--- Dataset entries ---
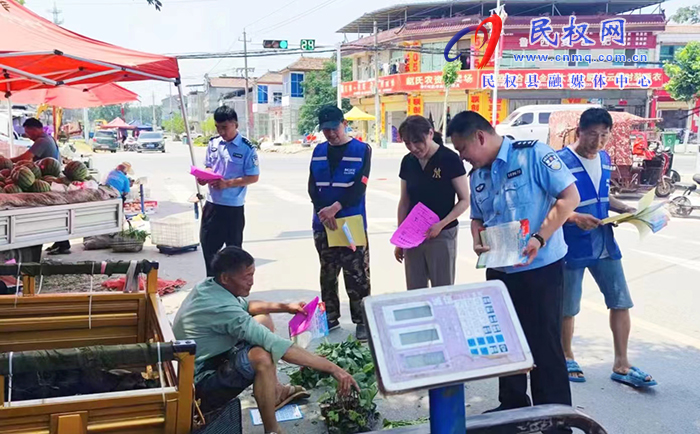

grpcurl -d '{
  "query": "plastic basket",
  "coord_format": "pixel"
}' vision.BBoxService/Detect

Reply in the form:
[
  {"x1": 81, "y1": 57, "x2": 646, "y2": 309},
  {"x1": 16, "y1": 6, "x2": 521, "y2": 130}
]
[{"x1": 150, "y1": 215, "x2": 199, "y2": 248}]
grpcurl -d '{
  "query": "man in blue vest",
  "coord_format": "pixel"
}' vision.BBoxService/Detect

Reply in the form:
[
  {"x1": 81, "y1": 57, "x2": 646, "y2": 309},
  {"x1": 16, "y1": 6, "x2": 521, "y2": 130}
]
[
  {"x1": 308, "y1": 106, "x2": 372, "y2": 341},
  {"x1": 558, "y1": 108, "x2": 656, "y2": 388}
]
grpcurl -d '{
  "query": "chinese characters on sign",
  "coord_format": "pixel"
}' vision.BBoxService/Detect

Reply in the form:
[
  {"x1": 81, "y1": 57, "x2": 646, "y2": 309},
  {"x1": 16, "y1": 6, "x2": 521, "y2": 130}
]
[
  {"x1": 340, "y1": 69, "x2": 667, "y2": 98},
  {"x1": 528, "y1": 16, "x2": 626, "y2": 48},
  {"x1": 407, "y1": 95, "x2": 423, "y2": 116}
]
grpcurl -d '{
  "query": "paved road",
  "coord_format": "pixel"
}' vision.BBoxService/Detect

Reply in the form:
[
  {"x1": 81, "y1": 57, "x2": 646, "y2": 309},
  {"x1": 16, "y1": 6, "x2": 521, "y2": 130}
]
[{"x1": 80, "y1": 142, "x2": 700, "y2": 433}]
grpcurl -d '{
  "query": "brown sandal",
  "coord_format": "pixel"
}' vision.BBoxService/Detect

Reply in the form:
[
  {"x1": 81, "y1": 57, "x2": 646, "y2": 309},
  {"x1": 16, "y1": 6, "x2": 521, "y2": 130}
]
[{"x1": 275, "y1": 384, "x2": 310, "y2": 410}]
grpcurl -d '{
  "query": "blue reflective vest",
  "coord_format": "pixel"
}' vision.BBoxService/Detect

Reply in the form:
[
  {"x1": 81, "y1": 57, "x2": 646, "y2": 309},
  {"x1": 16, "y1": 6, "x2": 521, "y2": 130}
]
[
  {"x1": 310, "y1": 140, "x2": 368, "y2": 232},
  {"x1": 558, "y1": 147, "x2": 621, "y2": 268}
]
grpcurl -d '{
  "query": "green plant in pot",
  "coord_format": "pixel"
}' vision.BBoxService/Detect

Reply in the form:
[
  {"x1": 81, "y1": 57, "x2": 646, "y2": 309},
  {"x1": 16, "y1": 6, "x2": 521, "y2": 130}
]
[{"x1": 112, "y1": 226, "x2": 149, "y2": 253}]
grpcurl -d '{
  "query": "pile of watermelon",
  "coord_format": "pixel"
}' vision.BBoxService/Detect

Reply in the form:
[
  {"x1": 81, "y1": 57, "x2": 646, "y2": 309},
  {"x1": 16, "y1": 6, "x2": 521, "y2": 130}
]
[{"x1": 0, "y1": 157, "x2": 90, "y2": 194}]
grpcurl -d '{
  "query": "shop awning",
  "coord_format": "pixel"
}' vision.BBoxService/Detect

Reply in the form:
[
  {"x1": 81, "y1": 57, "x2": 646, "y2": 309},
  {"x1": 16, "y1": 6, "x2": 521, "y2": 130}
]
[
  {"x1": 0, "y1": 1, "x2": 180, "y2": 94},
  {"x1": 345, "y1": 106, "x2": 376, "y2": 121}
]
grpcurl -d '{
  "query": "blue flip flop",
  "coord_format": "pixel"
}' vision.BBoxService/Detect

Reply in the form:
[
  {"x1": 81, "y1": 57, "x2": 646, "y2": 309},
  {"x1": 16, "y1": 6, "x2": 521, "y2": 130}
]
[
  {"x1": 566, "y1": 360, "x2": 586, "y2": 383},
  {"x1": 611, "y1": 366, "x2": 657, "y2": 388}
]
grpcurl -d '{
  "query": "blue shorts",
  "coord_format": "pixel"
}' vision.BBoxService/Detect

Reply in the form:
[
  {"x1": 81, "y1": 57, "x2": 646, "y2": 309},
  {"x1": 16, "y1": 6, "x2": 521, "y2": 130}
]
[
  {"x1": 195, "y1": 345, "x2": 255, "y2": 412},
  {"x1": 563, "y1": 258, "x2": 634, "y2": 317}
]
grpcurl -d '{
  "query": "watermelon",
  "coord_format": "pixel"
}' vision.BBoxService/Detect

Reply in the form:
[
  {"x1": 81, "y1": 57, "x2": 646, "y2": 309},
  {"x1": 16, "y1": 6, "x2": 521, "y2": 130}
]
[
  {"x1": 0, "y1": 158, "x2": 12, "y2": 171},
  {"x1": 3, "y1": 184, "x2": 23, "y2": 194},
  {"x1": 57, "y1": 176, "x2": 71, "y2": 186},
  {"x1": 29, "y1": 180, "x2": 51, "y2": 193},
  {"x1": 38, "y1": 158, "x2": 62, "y2": 177},
  {"x1": 12, "y1": 167, "x2": 35, "y2": 190},
  {"x1": 24, "y1": 163, "x2": 42, "y2": 180},
  {"x1": 43, "y1": 176, "x2": 58, "y2": 184},
  {"x1": 0, "y1": 169, "x2": 10, "y2": 178},
  {"x1": 64, "y1": 161, "x2": 88, "y2": 182}
]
---
▶ Task description
Could you please return the entries above exactly, minus the pictures?

▶ Final answer
grpcurl -d '{
  "query": "plastic basket",
  "coord_format": "pixel"
}' vision.BBoxService/Detect

Reply in the form:
[
  {"x1": 81, "y1": 57, "x2": 646, "y2": 309},
  {"x1": 16, "y1": 6, "x2": 521, "y2": 130}
]
[{"x1": 150, "y1": 215, "x2": 199, "y2": 248}]
grpcurl -d '{
  "query": "man in blue vest",
  "coord_format": "pixel"
}' vision.BBoxService/Detect

Reply in the form:
[
  {"x1": 81, "y1": 57, "x2": 646, "y2": 309},
  {"x1": 16, "y1": 6, "x2": 521, "y2": 130}
]
[
  {"x1": 308, "y1": 106, "x2": 372, "y2": 341},
  {"x1": 558, "y1": 108, "x2": 656, "y2": 388}
]
grpcurl -d '{
  "query": "chinese characters on sign",
  "coord_format": "pixel"
}' vision.BBoxService/Detect

Reply in the form:
[
  {"x1": 81, "y1": 57, "x2": 646, "y2": 309},
  {"x1": 16, "y1": 6, "x2": 521, "y2": 130}
]
[
  {"x1": 340, "y1": 69, "x2": 667, "y2": 98},
  {"x1": 528, "y1": 16, "x2": 626, "y2": 48},
  {"x1": 407, "y1": 95, "x2": 423, "y2": 116}
]
grpcurl -d '{
  "query": "paved road",
  "coord_format": "pixel"
}' vision.BBoxService/Detect

Reply in the form:
[
  {"x1": 81, "y1": 57, "x2": 646, "y2": 309},
  {"x1": 16, "y1": 6, "x2": 521, "y2": 130}
]
[{"x1": 80, "y1": 142, "x2": 700, "y2": 433}]
grpcurl -d '{
  "query": "brown sandal",
  "coord_format": "pixel"
}' vision.BBoxService/Detect

Reply in the form:
[
  {"x1": 81, "y1": 57, "x2": 646, "y2": 309},
  {"x1": 16, "y1": 6, "x2": 521, "y2": 130}
]
[{"x1": 275, "y1": 384, "x2": 310, "y2": 410}]
grpcurl -d '{
  "query": "blue reflective vest",
  "coord_format": "pixel"
}' vision.BBoxService/Detect

Reply in the form:
[
  {"x1": 81, "y1": 57, "x2": 646, "y2": 309},
  {"x1": 16, "y1": 6, "x2": 521, "y2": 130}
]
[
  {"x1": 310, "y1": 140, "x2": 368, "y2": 232},
  {"x1": 558, "y1": 147, "x2": 621, "y2": 268}
]
grpcurl -d '{
  "query": "green plant in pot",
  "coord_format": "pixel"
}' vision.BBoxService/Detect

Reply in the form:
[
  {"x1": 81, "y1": 57, "x2": 646, "y2": 309},
  {"x1": 16, "y1": 6, "x2": 521, "y2": 130}
]
[{"x1": 112, "y1": 226, "x2": 149, "y2": 253}]
grpcurl -d '{
  "query": "pile of watermelon",
  "coord_format": "pixel"
}' vision.BBoxService/Detect

Reply in the form:
[
  {"x1": 81, "y1": 57, "x2": 646, "y2": 309},
  {"x1": 16, "y1": 6, "x2": 521, "y2": 130}
]
[{"x1": 0, "y1": 157, "x2": 90, "y2": 194}]
grpcurl -d '{
  "query": "shop awning",
  "coord_format": "pixel"
}' vision.BBoxService/Detect

Reply in the form:
[
  {"x1": 81, "y1": 57, "x2": 646, "y2": 309},
  {"x1": 16, "y1": 6, "x2": 521, "y2": 130}
]
[
  {"x1": 0, "y1": 1, "x2": 180, "y2": 94},
  {"x1": 345, "y1": 106, "x2": 376, "y2": 121}
]
grpcurl -d '{
  "query": "blue flip flop",
  "coord_format": "pixel"
}' vision.BBoxService/Detect

Reply in the form:
[
  {"x1": 81, "y1": 57, "x2": 646, "y2": 309},
  {"x1": 16, "y1": 6, "x2": 521, "y2": 130}
]
[
  {"x1": 566, "y1": 360, "x2": 586, "y2": 383},
  {"x1": 611, "y1": 366, "x2": 657, "y2": 388}
]
grpcurl -d '{
  "query": "blue shorts",
  "coord_format": "pixel"
}' vision.BBoxService/Detect

Reply in the form:
[
  {"x1": 81, "y1": 57, "x2": 646, "y2": 309},
  {"x1": 16, "y1": 6, "x2": 521, "y2": 130}
]
[
  {"x1": 195, "y1": 345, "x2": 255, "y2": 412},
  {"x1": 563, "y1": 258, "x2": 634, "y2": 317}
]
grpcurl -d '{
  "query": "watermelon",
  "coord_format": "pixel"
}' vision.BBoxService/Detect

Reply in the form:
[
  {"x1": 81, "y1": 57, "x2": 646, "y2": 309},
  {"x1": 16, "y1": 6, "x2": 521, "y2": 130}
]
[
  {"x1": 0, "y1": 158, "x2": 12, "y2": 171},
  {"x1": 3, "y1": 184, "x2": 23, "y2": 194},
  {"x1": 57, "y1": 176, "x2": 71, "y2": 186},
  {"x1": 29, "y1": 180, "x2": 51, "y2": 193},
  {"x1": 38, "y1": 158, "x2": 62, "y2": 177},
  {"x1": 12, "y1": 167, "x2": 35, "y2": 190},
  {"x1": 24, "y1": 163, "x2": 42, "y2": 180},
  {"x1": 43, "y1": 176, "x2": 58, "y2": 184},
  {"x1": 0, "y1": 169, "x2": 10, "y2": 178},
  {"x1": 64, "y1": 161, "x2": 88, "y2": 182}
]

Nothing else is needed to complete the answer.